**Provided passage:**
==============================
Any ideas what might be causing this?
These are most common problems:
Your editor that you’re creating the PHP/HTML files in
The web browser you are viewing your site through
Your PHP web application running on the web server
The MySQL database
Anywhere else external you’re reading/writing data from (memcached, APIs, RSS feeds, etc)
And few things you can try:
Configuring your editor
Ensure that your text editor, IDE or whatever you’re writing the PHP code in saves your files in UTF-8 format. Your FTP client, scp, SFTP client doesn’t need any special UTF-8 setting.
Making sure that web browsers know to use UTF-8
To make sure your users’ browsers all know to read/write all data as UTF-8 you can set this in two places.
The content-type tag
Ensure the content-type META header specifies UTF-8 as the character set like this:
<META HTTP-EQUIV="Content-Type" CONTENT="text/html; charset=UTF-8">
The HTTP response headers
Make sure that the Content-Type response header also specifies UTF-8 as the character-set like this:
ini_set('default_charset', 'utf-8')
Configuring the MySQL Connection
Now you know that all of the data you’re receiving from the users is in UTF-8 format we need to configure the client connection between the PHP and the MySQL database.
There’s a generic way of doing by simply executing the MySQL query:
SET NAMES utf8;
…and depending on which client/driver you’re using there are helper functions to do this more easily instead:
With the built in mysql functions
mysql_set_charset('utf8', $link);
With MySQLi
$mysqli->set_charset("utf8")
*With PDO_MySQL (as you connect)*
$pdo = new PDO(
'mysql:host=hostname;dbname=defaultDbName',
'username',
'password',
array(PDO::MYSQL_ATTR_INIT_COMMAND => "SET NAMES utf8")
);
The MySQL Database
We’re pretty much there now, you just need to make sure that MySQL knows to store the data in your tables as UTF-8. You can check their encoding by looking at the Collation value in the output of SHOW TABLE STATUS (in phpmyadmin this is shown in the list of tables).
If your tables are not already in UTF-8 (it’s likely they’re in latin1) then you’ll need to convert them by running the following command for each table:
ALTER TABLE myTable CHARACTER SET utf8 COLLATE utf8_general_ci;
One last thing to watch out for
With all of these steps complete now your application should be free of any character set problems.
==============================
**Records for this exercise:**

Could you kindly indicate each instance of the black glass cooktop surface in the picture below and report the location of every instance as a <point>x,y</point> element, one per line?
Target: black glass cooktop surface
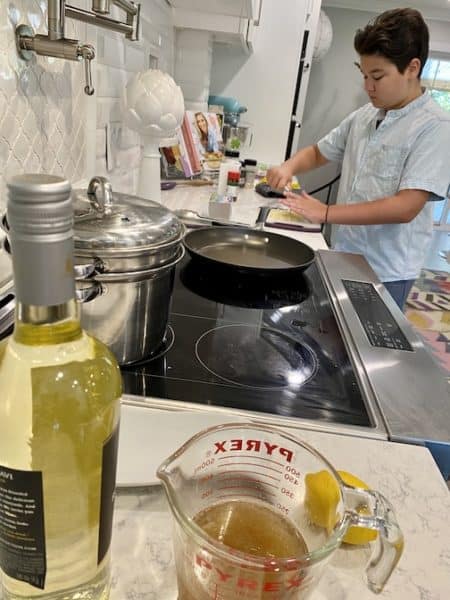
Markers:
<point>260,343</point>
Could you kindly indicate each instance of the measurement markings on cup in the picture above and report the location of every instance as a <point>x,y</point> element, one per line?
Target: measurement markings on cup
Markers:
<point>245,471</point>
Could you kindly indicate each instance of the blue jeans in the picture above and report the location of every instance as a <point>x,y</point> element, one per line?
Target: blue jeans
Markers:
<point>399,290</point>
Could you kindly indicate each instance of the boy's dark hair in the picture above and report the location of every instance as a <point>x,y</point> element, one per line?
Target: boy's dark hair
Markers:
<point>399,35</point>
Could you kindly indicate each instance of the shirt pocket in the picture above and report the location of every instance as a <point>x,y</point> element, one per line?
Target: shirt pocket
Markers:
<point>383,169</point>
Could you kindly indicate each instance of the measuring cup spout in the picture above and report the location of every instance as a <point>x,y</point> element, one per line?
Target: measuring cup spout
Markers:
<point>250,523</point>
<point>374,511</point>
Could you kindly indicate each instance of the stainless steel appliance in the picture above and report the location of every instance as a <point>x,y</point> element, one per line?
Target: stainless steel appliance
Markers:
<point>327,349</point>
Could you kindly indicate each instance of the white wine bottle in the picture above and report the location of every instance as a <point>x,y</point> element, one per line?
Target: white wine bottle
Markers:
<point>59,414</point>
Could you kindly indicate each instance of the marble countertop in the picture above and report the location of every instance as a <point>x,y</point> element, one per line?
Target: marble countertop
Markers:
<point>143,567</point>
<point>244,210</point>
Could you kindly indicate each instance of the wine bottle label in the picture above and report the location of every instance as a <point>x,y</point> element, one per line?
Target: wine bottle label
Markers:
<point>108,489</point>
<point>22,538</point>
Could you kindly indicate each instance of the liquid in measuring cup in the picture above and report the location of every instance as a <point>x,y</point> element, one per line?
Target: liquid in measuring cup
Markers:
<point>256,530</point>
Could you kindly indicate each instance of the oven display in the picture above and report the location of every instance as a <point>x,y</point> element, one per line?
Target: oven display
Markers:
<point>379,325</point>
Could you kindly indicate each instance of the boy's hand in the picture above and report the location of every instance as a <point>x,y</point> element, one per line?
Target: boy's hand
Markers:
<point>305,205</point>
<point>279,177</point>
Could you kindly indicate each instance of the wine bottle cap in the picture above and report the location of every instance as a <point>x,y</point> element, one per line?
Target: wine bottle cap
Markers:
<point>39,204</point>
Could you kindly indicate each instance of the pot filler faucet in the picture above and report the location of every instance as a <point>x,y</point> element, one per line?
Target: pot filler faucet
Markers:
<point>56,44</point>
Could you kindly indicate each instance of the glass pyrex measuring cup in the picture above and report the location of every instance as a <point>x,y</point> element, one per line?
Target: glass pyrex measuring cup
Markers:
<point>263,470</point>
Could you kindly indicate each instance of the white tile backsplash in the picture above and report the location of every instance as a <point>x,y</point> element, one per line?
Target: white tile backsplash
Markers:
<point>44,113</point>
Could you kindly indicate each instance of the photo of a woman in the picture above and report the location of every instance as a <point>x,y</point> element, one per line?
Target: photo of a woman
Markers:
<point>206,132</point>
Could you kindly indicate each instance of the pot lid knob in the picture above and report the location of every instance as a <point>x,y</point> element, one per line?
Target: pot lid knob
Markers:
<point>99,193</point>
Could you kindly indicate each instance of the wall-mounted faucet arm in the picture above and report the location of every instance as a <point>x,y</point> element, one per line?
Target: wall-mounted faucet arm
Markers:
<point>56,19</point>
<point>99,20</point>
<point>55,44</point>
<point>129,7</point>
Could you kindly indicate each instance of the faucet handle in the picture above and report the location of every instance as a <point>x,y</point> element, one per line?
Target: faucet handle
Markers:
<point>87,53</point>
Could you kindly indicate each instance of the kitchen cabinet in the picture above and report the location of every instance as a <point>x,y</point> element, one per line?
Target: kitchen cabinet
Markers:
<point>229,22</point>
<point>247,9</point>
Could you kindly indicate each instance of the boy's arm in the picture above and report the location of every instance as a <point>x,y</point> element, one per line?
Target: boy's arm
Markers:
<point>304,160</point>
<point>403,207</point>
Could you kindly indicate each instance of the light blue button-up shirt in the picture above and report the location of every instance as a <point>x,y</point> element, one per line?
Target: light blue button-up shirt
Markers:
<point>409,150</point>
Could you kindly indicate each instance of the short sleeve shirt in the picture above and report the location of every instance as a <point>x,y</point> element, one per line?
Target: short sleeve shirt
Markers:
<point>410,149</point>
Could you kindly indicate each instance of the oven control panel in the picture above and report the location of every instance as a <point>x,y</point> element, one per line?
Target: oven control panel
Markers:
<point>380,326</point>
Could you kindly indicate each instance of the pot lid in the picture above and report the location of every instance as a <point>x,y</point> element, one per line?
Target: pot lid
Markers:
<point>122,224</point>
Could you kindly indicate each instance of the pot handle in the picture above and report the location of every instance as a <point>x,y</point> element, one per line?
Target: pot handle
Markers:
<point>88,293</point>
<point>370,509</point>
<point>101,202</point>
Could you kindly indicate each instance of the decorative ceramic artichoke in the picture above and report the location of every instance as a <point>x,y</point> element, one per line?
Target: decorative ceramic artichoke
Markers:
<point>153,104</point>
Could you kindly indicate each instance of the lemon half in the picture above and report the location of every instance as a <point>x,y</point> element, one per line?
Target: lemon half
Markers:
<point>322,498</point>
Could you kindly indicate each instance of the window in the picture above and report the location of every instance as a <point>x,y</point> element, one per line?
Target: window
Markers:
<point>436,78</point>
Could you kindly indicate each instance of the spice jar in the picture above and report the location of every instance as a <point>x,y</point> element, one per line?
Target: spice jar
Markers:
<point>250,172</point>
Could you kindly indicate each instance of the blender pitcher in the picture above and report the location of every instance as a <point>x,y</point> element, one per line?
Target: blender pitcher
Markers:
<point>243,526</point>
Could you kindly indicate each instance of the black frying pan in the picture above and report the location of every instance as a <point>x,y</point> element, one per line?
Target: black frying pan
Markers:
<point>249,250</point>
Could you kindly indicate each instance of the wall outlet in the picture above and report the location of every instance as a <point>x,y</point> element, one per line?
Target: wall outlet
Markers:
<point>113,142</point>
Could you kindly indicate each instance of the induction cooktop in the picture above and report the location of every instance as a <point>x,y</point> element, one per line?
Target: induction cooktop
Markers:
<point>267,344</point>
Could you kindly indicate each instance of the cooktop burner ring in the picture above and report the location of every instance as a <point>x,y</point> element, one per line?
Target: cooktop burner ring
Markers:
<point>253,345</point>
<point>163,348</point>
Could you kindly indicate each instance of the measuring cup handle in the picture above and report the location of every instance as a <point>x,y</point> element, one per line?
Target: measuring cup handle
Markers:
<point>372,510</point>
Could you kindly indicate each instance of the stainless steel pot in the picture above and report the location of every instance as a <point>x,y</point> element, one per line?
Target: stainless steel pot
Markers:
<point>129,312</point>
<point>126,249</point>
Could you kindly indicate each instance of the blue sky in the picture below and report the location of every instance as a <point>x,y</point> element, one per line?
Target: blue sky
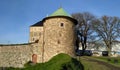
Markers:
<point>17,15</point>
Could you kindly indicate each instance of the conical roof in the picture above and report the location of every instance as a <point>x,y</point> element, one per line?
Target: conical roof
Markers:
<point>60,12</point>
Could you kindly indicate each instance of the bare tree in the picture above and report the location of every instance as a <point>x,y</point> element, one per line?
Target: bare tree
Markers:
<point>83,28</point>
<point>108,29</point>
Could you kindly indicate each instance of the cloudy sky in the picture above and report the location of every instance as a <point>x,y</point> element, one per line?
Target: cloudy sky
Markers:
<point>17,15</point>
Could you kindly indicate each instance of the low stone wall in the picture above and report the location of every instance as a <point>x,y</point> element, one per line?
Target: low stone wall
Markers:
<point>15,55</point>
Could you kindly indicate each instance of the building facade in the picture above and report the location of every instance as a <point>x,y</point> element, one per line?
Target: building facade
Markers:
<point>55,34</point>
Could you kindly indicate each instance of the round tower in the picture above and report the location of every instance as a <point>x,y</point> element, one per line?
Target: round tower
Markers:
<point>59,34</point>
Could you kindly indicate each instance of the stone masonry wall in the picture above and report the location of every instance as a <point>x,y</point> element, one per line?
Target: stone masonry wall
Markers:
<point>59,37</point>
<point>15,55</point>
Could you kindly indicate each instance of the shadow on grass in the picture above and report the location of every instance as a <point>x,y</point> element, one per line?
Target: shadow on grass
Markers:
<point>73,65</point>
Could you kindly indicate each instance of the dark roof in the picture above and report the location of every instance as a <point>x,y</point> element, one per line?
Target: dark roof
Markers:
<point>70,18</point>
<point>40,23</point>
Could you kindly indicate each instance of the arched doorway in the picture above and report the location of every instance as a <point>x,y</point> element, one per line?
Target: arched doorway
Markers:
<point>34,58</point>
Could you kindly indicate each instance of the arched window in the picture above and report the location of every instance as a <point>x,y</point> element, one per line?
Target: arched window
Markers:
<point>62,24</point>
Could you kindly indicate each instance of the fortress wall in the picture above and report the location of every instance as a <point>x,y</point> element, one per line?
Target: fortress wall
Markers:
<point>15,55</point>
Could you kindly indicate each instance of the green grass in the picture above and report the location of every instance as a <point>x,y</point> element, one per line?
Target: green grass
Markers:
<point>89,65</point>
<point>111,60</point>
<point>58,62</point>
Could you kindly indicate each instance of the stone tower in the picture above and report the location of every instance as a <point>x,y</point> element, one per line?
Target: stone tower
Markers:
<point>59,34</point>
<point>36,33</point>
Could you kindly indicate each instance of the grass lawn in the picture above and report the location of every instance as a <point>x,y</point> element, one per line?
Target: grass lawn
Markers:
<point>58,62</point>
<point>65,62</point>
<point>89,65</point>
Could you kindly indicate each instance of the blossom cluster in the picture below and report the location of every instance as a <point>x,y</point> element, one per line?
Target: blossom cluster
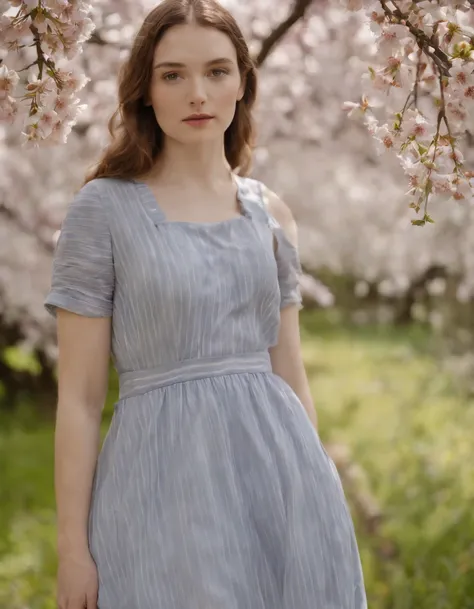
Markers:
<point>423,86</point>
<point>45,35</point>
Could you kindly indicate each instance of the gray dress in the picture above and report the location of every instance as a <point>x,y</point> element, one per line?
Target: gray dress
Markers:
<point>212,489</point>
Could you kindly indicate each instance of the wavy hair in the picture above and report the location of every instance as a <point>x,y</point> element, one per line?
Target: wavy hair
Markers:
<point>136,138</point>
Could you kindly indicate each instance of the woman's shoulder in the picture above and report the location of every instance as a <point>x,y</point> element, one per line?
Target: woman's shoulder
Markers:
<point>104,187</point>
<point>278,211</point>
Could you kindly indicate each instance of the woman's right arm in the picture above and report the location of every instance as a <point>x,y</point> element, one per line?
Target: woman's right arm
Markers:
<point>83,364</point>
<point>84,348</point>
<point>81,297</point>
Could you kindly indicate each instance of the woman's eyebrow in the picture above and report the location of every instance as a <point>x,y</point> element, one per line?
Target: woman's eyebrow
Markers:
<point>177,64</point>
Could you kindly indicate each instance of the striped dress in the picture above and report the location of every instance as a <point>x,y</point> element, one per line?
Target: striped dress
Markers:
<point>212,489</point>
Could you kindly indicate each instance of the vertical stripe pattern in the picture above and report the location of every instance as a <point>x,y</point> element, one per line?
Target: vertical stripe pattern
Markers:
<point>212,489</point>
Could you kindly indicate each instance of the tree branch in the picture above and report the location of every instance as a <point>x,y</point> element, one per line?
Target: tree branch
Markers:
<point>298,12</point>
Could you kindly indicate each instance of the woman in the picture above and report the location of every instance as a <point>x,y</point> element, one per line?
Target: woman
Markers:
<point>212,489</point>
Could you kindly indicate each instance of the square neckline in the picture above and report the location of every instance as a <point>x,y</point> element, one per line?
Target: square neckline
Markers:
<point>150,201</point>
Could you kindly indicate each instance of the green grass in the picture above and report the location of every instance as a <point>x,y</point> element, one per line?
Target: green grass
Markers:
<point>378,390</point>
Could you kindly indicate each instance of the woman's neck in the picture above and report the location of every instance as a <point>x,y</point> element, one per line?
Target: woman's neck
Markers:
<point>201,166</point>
==============================
**Actions to take:**
1. From the UTF-8 setup text, transcribe the part starting with "Any ideas what" and going on through "special UTF-8 setting.".
2. Rescale the rows starting with the line with "Could you kindly indicate each instance of the liquid" and going on through the line with "<point>39,204</point>", keeping the requests. In the answers, multiply every point coordinate by 2.15 and round it to a whole number, rounding halves up. Leave the format sample in the requests unchanged, and return only those lines.

**The solutions:**
1.
Any ideas what might be causing this?
These are most common problems:
Your editor that you’re creating the PHP/HTML files in
The web browser you are viewing your site through
Your PHP web application running on the web server
The MySQL database
Anywhere else external you’re reading/writing data from (memcached, APIs, RSS feeds, etc)
And few things you can try:
Configuring your editor
Ensure that your text editor, IDE or whatever you’re writing the PHP code in saves your files in UTF-8 format. Your FTP client, scp, SFTP client doesn’t need any special UTF-8 setting.

2.
Could you kindly indicate each instance of the liquid in measuring cup in the picture above and report the location of every instance as a <point>x,y</point> element, one per line?
Target: liquid in measuring cup
Markers:
<point>550,1140</point>
Could you kindly indicate each instance of the oven display in the picture above and report the location of every instance as a <point>x,y</point> element, one per line?
Target: oven display
Markers:
<point>815,699</point>
Could you kindly indicate each instance of the boy's hand in the picture above and report the location of every instance as a <point>x,y</point> element, one per line?
Target: boy's hand
Markers:
<point>656,441</point>
<point>600,381</point>
Could you kindly indicate each instance of the wine bottle cap in the picture above and report the location of every instance as a <point>x,y</point> element, one per line?
Target: wine bottle cap
Markers:
<point>84,439</point>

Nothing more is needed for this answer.